» **TEXT TO READ**:
↓

Meanwhile, the mixed gas can be brought into contact with the absorption solvent in the absorption column 100, a non-condensable gas which is not dissolved in the absorption solvent can be discharged to the upper discharge stream 110 of the absorption column 100, a part 3 of the upper discharge stream 110 of the absorption column can be supplied to the cooling tower 20, and the rest 120 can be supplied to a waste gas incinerator and discarded, as described above.
The first (meth)acrylic acid solution can be supplied to a high-boiling point by-product separation column 200 along a first (meth)acrylic acid solution stream 150, and the second (meth)acrylic acid solution can be supplied to the crystallizer 300 along a second (meth)acrylic acid solution stream 160.
According to an exemplary embodiment of the present invention, the first (meth)acrylic acid solution supplied to the high-boiling point by-product separation column 200 is distilled to be separated into a lower fraction including the high-boiling point by-products and an upper fraction including a high content of (meth)acrylic acid by removing the high-boiling point by-products. The upper fraction of the high-boiling point by-product separation column 200 can be discharged as an upper discharge stream of the high-boiling point by-product separation column and supplied to the crystallizer 300, and the lower fraction of the high-boiling point by-product separation column 200 can be discharged as a lower discharge stream 220 of the high-boiling point by-product separation column and discarded or recycled through a separate purification process. By removing the high-boiling point by-products at a front stage of the crystallizer 300, accumulation of the high-boiling point by-products in the system can be prevented, and a mother liquor discharged from the crystallizer 300 described later can be directly circulated to the absorption column 100.

↑

» **TO BE DONE**:
**a.** In the passage on (meth)acrylic acid separation, where is the second (meth)acrylic acid solution supplied?
**b.** Return the words of the (meth)acrylic acid passage starting at "Meanwhile, the mixed" and ending at "as described above.".

[Collected data]
↓

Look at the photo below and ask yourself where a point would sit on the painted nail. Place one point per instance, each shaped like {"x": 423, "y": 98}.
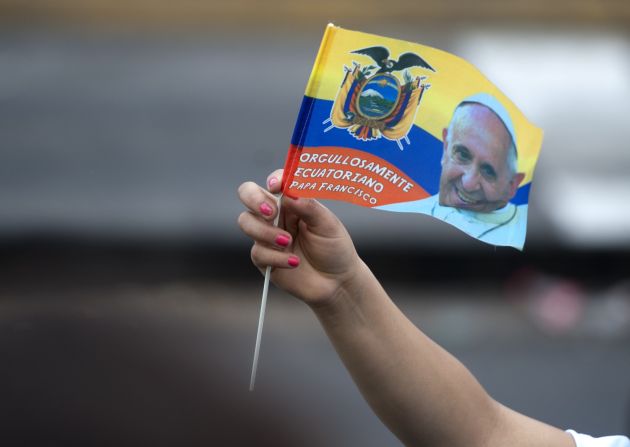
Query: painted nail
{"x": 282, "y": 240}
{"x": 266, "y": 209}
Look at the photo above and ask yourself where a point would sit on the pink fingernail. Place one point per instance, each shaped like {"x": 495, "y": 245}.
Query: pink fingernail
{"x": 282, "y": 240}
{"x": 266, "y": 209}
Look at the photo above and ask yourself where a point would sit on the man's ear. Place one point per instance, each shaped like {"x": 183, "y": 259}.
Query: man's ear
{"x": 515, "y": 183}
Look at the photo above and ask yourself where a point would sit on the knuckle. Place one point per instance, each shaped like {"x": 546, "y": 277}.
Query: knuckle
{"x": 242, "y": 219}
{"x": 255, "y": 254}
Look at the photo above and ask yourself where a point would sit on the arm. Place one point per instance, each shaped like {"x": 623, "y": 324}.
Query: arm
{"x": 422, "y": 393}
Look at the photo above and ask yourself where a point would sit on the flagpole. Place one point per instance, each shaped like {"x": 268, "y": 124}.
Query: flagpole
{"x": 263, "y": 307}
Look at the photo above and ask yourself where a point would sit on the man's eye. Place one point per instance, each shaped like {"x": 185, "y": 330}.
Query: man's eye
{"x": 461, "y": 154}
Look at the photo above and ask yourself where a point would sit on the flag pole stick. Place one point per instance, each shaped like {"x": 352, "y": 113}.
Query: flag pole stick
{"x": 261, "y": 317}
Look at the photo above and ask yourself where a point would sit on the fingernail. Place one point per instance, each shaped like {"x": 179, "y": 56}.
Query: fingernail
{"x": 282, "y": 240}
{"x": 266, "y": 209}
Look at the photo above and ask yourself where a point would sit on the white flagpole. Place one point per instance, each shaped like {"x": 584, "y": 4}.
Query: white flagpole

↑
↓

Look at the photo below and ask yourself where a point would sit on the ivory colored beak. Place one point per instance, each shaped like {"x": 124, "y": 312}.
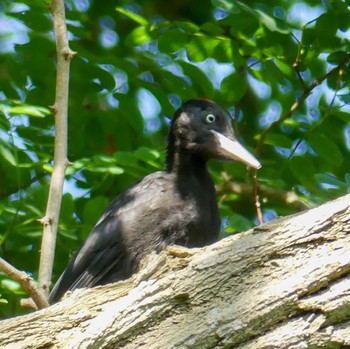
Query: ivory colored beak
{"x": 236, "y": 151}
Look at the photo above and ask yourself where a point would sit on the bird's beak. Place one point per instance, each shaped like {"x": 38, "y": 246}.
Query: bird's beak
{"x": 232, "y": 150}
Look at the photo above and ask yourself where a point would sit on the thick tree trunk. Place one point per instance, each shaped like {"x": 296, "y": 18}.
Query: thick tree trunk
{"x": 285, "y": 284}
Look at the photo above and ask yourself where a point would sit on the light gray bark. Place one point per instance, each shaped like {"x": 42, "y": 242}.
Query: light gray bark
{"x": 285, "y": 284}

↑

» **ANSWERS BELOW**:
**a.** To the crystallizer 300, along a second (meth)acrylic acid solution stream 160.

**b.**
Meanwhile, the mixed gas can be brought into contact with the absorption solvent in the absorption column 100, a non-condensable gas which is not dissolved in the absorption solvent can be discharged to the upper discharge stream 110 of the absorption column 100, a part 3 of the upper discharge stream 110 of the absorption column can be supplied to the cooling tower 20, and the rest 120 can be supplied to a waste gas incinerator and discarded, as described above.